ABOUT THIS EXERCISE =>
Each record below is to be reproduced without any change.

STORED DATA =>
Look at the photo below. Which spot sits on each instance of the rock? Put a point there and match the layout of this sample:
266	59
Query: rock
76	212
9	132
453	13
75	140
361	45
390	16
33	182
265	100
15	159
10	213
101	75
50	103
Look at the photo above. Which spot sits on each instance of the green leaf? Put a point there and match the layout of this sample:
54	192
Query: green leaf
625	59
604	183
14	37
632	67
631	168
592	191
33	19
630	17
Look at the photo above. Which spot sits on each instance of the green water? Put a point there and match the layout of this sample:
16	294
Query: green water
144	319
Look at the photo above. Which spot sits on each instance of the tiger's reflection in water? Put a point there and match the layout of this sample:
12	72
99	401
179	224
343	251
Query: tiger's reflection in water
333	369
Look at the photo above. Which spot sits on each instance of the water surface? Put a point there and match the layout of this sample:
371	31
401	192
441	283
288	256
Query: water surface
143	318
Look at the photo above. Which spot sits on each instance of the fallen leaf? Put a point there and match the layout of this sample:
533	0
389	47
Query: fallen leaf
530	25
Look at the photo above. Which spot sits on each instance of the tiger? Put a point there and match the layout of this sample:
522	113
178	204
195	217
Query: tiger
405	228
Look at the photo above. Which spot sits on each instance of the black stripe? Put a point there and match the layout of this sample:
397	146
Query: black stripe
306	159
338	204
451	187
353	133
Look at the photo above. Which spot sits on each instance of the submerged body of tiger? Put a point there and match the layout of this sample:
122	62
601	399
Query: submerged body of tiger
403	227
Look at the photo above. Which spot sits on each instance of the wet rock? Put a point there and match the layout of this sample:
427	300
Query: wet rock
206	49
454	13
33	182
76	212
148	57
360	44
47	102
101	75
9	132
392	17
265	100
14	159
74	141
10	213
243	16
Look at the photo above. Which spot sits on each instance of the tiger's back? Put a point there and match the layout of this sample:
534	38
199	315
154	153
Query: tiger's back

EXERCISE RESULT =>
Look at the photo below. Which spot sits on each instance of the rock? Put a point there and match the layout of this sample:
266	59
Query: rock
76	212
9	132
453	13
75	140
361	45
390	16
33	182
265	100
15	159
10	213
101	75
50	103
Look at the photo above. Which spot sits on each instance of the green leaf? Put a point there and match the layout of this sample:
54	192
Query: green leaf
625	59
604	183
14	37
632	67
631	168
592	191
33	19
630	17
Look at the photo above. Which spot sits on each instance of the green water? Put a point there and match the layout of this sample:
16	294
Query: green water
144	319
Look at the photo above. Which spot sits on each instance of the tiger's reflection in water? Put a point there and match the layout of this sample:
12	72
99	401
179	224
343	251
Query: tiger's reflection in water
333	369
Look at the photo above. Which spot sits on each instance of the water surface? Put a point there and match the layout of this sample:
371	31
401	192
441	283
288	256
Query: water surface
143	318
Look at the photo above. Which spot sits on each instance of the fallen leaf? Put a point there and match the layout of this sample:
533	0
389	47
Query: fallen leaf
530	25
Look at the photo above. Which spot sits on each instance of the tiger? Put a point there and match the layout of this sample:
522	113
178	204
195	217
Query: tiger
405	228
Look at the photo above. Which spot sits on each instance of the black stripe? Put a point there and match the layout of this sample:
397	146
Query: black stripe
306	159
338	204
451	187
353	133
Look at the photo above. Which spot sits on each instance of the submerged body of tiger? Put a point there and match the layout of this sample:
122	62
601	399
Query: submerged body of tiger
403	227
Look at the photo above. Which spot sits on each instance of the wet rock? Put a point there and match the layout of this sample:
427	300
Query: wet rock
206	49
454	13
33	182
76	212
148	57
360	44
47	102
101	75
9	132
392	17
265	100
14	159
74	141
10	213
243	16
Look at the photo above. Which spot sits on each instance of the tiger's back? Put a point there and match the layout of this sample:
534	38
199	315
154	153
Query: tiger's back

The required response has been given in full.